**SUPPLIED TEXT**

Since some complaints are lengthy, I tried to transform and shorten sentences by only including the words with nouns as part-of-speech. This change significantly improved the accuracy.

Remove “bad” dataset examples

After performing data annotation and text data processing, it was apparent that there was still noise present in the data. If we were to choose to screen the complaint data manually, the task would be both ineffective and subjective. In order to clean up messy real-world data examples, we can utilize Cleanlab an open-source AI tool that cleans the messy real-world data examples using the confident learning algorithm. With the feature embedding from the sentence transformer model, as well as the predicted probabilities obtained from our MNB:

The library provides example-level scores and creates a shortlist of the most likely issues in the dataset, based on factors such as label quality, out-of-scope data, and near-duplicates.

Examples of complaints with low label quality (Image by author)

I tested and utilized this package to identify data with lower label quality. With over 280k training examples available, it is crucial to ensure that the examples used to train the models are both relevant and informative. Therefore, I decided to remove 5k bad examples, which accounted for less than 2% of the whole training dataset. Due to an imbalanced distribution of data, only examples originating from the top five product categories with the highest number of complaint examples were filtered out.

**RECORDS**
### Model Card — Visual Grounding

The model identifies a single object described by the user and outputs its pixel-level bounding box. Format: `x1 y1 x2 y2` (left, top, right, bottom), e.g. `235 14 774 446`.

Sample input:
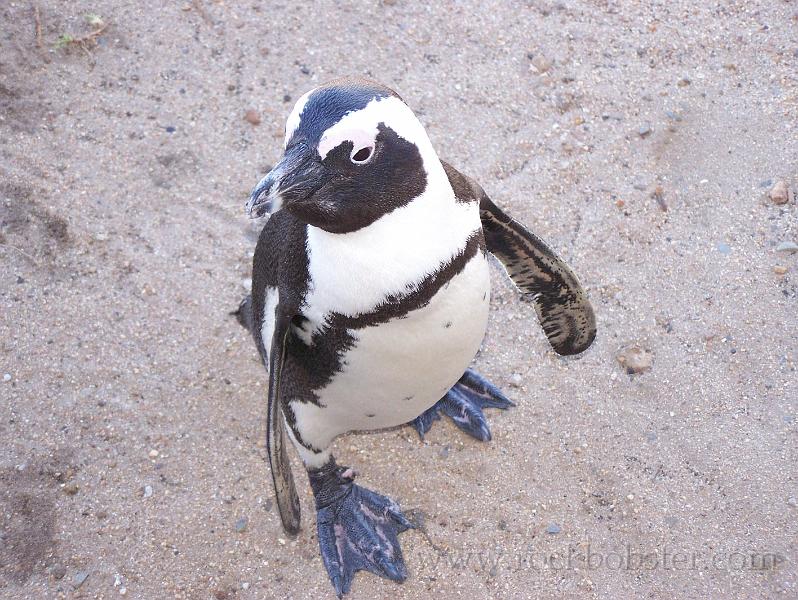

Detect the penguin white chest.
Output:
317 251 490 435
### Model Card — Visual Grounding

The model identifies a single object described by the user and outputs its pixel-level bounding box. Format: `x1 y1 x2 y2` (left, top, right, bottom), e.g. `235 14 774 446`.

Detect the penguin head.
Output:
247 78 445 233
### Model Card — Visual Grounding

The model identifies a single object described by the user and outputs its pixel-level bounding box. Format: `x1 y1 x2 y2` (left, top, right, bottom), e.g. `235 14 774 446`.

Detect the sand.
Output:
0 0 798 599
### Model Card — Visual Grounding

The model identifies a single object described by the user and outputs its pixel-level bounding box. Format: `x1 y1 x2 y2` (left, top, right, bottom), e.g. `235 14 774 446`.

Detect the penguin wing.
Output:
253 211 303 535
266 304 300 535
441 161 596 355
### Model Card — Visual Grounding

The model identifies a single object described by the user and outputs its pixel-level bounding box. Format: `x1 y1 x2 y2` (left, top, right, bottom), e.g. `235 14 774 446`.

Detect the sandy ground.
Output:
0 0 798 599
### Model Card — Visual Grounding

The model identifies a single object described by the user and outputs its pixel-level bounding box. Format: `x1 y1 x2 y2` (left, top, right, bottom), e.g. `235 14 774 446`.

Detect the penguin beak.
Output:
246 142 331 219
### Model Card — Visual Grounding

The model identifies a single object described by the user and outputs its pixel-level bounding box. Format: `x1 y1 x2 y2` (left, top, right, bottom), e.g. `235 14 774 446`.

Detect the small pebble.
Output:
72 571 89 589
715 242 731 256
616 345 653 375
50 565 66 579
770 181 792 204
244 108 261 125
236 517 249 533
665 110 682 122
532 54 551 73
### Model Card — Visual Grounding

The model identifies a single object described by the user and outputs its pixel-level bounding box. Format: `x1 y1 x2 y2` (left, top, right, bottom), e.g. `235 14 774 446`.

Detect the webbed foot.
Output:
308 459 413 598
411 369 515 442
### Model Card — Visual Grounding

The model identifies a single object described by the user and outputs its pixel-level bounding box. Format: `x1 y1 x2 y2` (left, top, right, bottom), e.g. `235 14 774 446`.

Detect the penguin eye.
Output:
350 146 374 165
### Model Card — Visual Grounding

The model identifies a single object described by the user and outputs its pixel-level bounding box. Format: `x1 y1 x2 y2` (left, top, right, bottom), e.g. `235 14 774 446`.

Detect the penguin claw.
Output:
316 480 414 598
411 369 515 442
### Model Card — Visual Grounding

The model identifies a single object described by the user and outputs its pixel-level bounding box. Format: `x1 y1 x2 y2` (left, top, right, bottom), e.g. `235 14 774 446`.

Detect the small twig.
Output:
0 244 39 267
33 4 42 50
57 15 108 59
191 0 213 27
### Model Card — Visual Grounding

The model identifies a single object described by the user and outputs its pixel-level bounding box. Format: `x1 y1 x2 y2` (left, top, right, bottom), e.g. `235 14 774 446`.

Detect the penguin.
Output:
236 78 596 597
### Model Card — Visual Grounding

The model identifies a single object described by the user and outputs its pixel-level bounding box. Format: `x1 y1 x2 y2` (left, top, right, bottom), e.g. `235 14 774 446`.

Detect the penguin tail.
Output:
230 294 253 332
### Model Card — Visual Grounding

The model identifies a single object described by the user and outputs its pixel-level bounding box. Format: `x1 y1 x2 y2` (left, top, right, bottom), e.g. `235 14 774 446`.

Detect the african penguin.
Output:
238 78 596 597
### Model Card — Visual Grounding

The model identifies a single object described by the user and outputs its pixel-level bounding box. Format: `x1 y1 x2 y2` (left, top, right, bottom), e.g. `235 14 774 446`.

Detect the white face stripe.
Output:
318 96 440 166
260 287 280 369
283 88 316 147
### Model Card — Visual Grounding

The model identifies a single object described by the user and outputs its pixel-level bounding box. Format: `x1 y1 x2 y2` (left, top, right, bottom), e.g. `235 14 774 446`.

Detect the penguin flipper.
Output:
442 163 596 355
266 305 300 535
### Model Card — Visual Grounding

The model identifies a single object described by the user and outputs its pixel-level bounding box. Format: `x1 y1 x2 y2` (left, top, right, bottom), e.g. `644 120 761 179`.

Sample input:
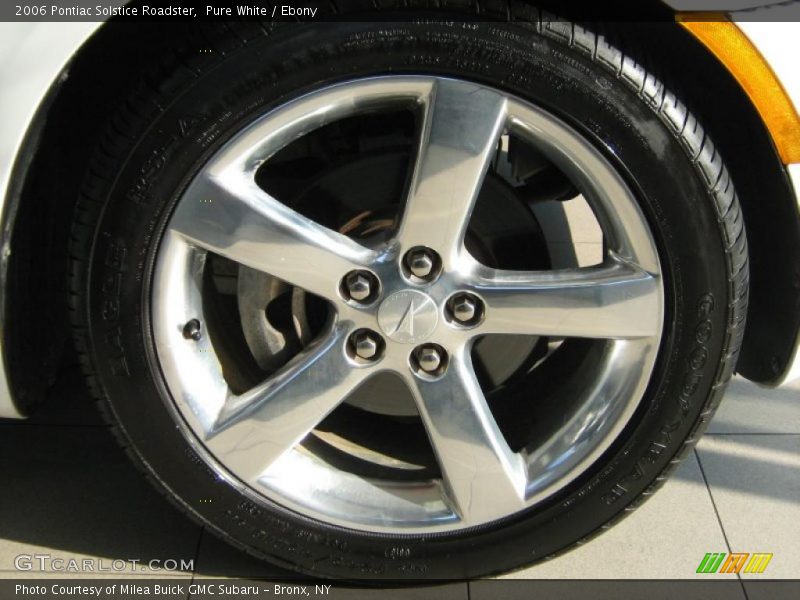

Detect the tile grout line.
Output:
692 446 749 600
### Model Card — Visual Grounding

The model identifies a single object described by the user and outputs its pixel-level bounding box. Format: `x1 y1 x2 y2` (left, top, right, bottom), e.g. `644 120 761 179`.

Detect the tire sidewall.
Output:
86 23 729 579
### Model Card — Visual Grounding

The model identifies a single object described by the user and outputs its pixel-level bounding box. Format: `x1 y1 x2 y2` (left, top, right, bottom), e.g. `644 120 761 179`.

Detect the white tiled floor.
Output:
0 372 800 600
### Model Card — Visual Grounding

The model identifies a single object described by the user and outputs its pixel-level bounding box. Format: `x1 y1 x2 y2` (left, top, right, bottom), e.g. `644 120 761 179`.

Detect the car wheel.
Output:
71 20 747 579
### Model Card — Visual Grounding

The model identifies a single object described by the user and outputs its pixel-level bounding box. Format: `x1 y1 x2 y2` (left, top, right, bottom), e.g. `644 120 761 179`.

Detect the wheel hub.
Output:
378 290 439 344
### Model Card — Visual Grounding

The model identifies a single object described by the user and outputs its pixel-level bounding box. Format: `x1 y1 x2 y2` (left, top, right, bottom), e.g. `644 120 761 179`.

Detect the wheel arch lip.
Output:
0 16 800 418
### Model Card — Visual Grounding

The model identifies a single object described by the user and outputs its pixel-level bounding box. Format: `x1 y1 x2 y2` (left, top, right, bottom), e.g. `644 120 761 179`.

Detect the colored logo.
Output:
696 552 772 573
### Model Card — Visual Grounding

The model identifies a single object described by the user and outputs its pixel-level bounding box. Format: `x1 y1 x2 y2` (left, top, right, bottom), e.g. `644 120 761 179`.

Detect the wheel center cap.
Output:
378 290 439 344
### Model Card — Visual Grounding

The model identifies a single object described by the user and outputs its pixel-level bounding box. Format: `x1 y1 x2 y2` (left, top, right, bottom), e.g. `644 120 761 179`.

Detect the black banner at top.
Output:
0 0 800 22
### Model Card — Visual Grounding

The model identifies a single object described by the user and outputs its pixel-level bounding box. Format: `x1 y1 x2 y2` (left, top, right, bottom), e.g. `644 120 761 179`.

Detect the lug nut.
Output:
405 246 441 280
342 271 378 302
350 329 383 360
412 344 447 375
183 319 203 342
447 293 483 326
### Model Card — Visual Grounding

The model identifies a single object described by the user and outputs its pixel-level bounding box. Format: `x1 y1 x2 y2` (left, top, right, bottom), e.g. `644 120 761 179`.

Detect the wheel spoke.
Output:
410 348 526 524
398 80 506 265
206 327 370 481
170 174 376 299
471 259 662 339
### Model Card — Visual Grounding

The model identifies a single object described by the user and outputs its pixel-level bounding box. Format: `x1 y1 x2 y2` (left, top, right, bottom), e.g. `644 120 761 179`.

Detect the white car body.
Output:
0 13 800 418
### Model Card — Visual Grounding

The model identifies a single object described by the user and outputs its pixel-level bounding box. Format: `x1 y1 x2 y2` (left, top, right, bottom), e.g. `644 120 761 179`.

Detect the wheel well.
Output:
4 15 800 412
609 23 800 384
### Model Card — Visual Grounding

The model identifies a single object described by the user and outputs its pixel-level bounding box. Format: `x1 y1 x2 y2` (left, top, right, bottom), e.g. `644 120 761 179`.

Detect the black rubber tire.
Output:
70 10 748 580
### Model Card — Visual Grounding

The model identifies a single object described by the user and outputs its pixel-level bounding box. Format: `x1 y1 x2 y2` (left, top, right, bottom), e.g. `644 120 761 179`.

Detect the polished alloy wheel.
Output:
151 76 664 533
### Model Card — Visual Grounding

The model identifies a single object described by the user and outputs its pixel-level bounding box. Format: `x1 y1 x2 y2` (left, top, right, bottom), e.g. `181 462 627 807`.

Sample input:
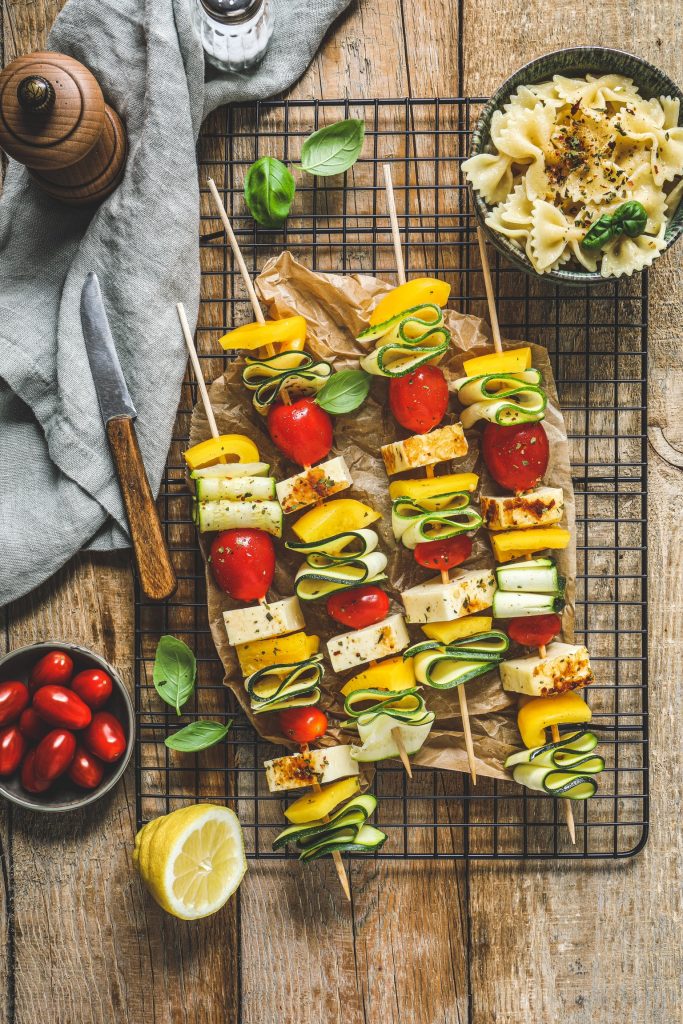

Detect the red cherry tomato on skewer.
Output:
326 586 389 630
67 743 104 790
0 679 31 725
33 729 76 782
481 423 550 492
280 708 328 743
211 529 275 601
71 669 114 711
268 398 333 466
33 686 92 729
389 362 449 434
413 534 472 572
29 650 74 693
83 711 126 764
0 725 28 777
508 614 562 647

**GIVEN INSTRUCTION**
In the text on cleaning complaint data, which open-source tool is used to identify data with lower label quality?

**IN RESPONSE**
Cleanlab